[Image-grounded pointing data]
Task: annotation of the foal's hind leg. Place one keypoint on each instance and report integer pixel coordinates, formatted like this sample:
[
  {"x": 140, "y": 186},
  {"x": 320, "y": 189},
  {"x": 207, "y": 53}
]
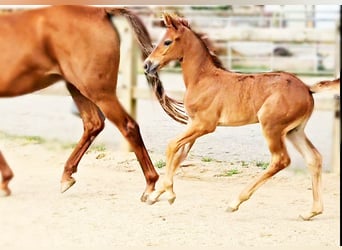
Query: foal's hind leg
[
  {"x": 6, "y": 174},
  {"x": 313, "y": 160},
  {"x": 93, "y": 122},
  {"x": 129, "y": 128},
  {"x": 280, "y": 160}
]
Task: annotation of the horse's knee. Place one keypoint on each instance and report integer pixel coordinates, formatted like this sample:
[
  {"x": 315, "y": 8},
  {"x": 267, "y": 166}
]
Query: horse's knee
[{"x": 94, "y": 127}]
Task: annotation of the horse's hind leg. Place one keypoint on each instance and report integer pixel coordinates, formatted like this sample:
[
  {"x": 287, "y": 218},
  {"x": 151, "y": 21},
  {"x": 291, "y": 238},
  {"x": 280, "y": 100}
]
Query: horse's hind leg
[
  {"x": 129, "y": 128},
  {"x": 313, "y": 160},
  {"x": 6, "y": 174},
  {"x": 280, "y": 160},
  {"x": 93, "y": 123}
]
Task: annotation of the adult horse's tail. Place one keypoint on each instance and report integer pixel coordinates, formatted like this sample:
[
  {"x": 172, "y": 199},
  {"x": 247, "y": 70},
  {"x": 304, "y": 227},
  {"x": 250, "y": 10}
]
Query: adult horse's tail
[
  {"x": 172, "y": 107},
  {"x": 330, "y": 85}
]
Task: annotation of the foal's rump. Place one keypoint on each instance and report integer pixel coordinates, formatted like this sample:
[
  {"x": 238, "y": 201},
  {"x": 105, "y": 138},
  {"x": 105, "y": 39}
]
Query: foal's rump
[{"x": 70, "y": 41}]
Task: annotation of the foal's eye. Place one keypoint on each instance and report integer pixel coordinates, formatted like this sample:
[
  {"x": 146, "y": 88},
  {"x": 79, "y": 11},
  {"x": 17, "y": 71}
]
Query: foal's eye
[{"x": 167, "y": 42}]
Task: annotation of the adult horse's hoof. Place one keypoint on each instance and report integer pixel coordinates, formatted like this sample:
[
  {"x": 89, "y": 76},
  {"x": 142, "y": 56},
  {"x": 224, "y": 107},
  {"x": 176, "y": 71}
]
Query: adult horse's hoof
[
  {"x": 67, "y": 184},
  {"x": 309, "y": 215},
  {"x": 4, "y": 193}
]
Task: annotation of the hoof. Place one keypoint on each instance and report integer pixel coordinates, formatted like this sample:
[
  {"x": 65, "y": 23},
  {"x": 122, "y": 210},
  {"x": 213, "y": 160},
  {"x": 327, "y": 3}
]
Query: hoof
[
  {"x": 150, "y": 202},
  {"x": 144, "y": 197},
  {"x": 153, "y": 198},
  {"x": 67, "y": 184},
  {"x": 309, "y": 216},
  {"x": 4, "y": 193},
  {"x": 231, "y": 209}
]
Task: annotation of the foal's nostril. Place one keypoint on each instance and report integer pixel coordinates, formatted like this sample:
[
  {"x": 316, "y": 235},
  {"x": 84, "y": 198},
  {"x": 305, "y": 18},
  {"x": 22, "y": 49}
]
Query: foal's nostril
[{"x": 147, "y": 65}]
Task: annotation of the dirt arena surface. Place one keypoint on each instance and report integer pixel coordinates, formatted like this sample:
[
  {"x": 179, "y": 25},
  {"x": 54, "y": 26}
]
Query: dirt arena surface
[{"x": 103, "y": 209}]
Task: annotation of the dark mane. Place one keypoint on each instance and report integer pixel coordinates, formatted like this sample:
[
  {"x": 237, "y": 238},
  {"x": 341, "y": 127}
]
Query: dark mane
[
  {"x": 210, "y": 47},
  {"x": 206, "y": 42}
]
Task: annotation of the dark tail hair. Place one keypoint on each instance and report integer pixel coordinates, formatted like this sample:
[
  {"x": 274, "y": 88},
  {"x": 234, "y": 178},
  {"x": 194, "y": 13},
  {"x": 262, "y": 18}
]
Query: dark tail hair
[{"x": 175, "y": 109}]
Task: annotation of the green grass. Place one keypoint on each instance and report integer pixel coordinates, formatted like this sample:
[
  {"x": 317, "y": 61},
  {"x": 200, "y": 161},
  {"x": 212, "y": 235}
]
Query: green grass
[{"x": 261, "y": 164}]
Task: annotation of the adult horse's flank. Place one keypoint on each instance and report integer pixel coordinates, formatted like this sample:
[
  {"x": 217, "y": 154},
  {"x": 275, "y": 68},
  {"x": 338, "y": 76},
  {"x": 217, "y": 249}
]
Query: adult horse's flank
[
  {"x": 78, "y": 44},
  {"x": 214, "y": 96}
]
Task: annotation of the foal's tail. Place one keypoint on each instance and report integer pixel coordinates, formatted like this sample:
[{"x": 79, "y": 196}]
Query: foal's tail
[
  {"x": 332, "y": 85},
  {"x": 172, "y": 107}
]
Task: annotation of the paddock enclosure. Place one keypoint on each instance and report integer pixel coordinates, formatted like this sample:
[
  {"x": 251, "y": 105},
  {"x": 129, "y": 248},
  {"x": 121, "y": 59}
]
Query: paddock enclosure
[{"x": 97, "y": 210}]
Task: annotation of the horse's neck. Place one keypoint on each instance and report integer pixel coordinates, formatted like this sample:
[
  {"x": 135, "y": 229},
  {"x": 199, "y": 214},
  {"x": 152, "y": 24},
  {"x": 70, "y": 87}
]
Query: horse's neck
[{"x": 196, "y": 61}]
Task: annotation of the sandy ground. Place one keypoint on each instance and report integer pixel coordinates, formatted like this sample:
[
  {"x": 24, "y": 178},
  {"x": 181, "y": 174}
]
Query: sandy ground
[{"x": 103, "y": 208}]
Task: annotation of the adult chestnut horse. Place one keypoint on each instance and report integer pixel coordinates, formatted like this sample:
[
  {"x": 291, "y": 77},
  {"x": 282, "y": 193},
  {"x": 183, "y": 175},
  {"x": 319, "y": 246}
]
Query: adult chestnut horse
[
  {"x": 78, "y": 44},
  {"x": 214, "y": 96}
]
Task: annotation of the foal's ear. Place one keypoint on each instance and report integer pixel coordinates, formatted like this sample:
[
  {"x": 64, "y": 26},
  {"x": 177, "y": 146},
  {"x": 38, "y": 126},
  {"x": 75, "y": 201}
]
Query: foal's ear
[{"x": 169, "y": 21}]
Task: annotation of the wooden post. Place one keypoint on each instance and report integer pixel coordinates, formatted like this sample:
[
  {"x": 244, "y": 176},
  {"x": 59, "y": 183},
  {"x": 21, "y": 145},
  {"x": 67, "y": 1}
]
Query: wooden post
[
  {"x": 128, "y": 70},
  {"x": 336, "y": 147},
  {"x": 335, "y": 159}
]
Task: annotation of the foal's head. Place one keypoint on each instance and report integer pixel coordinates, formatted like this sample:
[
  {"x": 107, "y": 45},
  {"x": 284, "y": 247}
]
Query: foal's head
[{"x": 170, "y": 47}]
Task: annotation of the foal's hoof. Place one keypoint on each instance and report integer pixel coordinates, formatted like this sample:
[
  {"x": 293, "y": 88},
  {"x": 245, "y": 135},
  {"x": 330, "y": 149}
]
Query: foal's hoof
[
  {"x": 309, "y": 215},
  {"x": 171, "y": 200},
  {"x": 152, "y": 198},
  {"x": 150, "y": 201},
  {"x": 67, "y": 184},
  {"x": 144, "y": 197},
  {"x": 231, "y": 209},
  {"x": 4, "y": 193}
]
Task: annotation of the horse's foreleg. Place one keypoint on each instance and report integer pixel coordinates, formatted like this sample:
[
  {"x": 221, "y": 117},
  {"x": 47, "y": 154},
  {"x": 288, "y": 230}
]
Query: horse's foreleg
[
  {"x": 173, "y": 162},
  {"x": 93, "y": 122},
  {"x": 177, "y": 151},
  {"x": 6, "y": 174},
  {"x": 130, "y": 130},
  {"x": 313, "y": 160}
]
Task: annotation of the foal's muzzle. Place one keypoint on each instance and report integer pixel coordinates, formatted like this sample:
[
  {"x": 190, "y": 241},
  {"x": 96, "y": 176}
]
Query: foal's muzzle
[{"x": 150, "y": 68}]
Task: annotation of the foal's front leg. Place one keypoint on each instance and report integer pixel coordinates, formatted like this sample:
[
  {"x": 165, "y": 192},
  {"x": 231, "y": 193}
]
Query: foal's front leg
[
  {"x": 174, "y": 158},
  {"x": 176, "y": 152}
]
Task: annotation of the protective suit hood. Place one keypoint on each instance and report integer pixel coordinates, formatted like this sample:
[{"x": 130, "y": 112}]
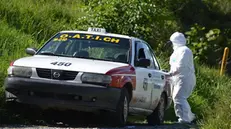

▶ _WORK REQUIRED_
Every line from the one containing "Query: horse's foreleg" through the end of the entries above is to be copied exactly; pictures are to be left out.

▶ _TASK OUTPUT_
Query: horse's foreleg
[
  {"x": 173, "y": 162},
  {"x": 93, "y": 122},
  {"x": 177, "y": 151},
  {"x": 6, "y": 174},
  {"x": 130, "y": 130},
  {"x": 313, "y": 160}
]
Task: annotation of the foal's muzzle. Place one keypoint on each instance and report integer pixel coordinates, formatted like this sample:
[
  {"x": 190, "y": 241},
  {"x": 96, "y": 176}
]
Query: foal's muzzle
[{"x": 150, "y": 68}]
Task: annotation of the foal's front leg. Place one keypoint on each instance and report integer pixel coordinates, formatted like this sample:
[
  {"x": 165, "y": 192},
  {"x": 231, "y": 193}
]
Query: foal's front leg
[
  {"x": 174, "y": 158},
  {"x": 176, "y": 152}
]
Task: annotation of the protective suit hood. Place one keypoint on each instance and report integer pixel coordinates, formatted like this sample:
[{"x": 130, "y": 112}]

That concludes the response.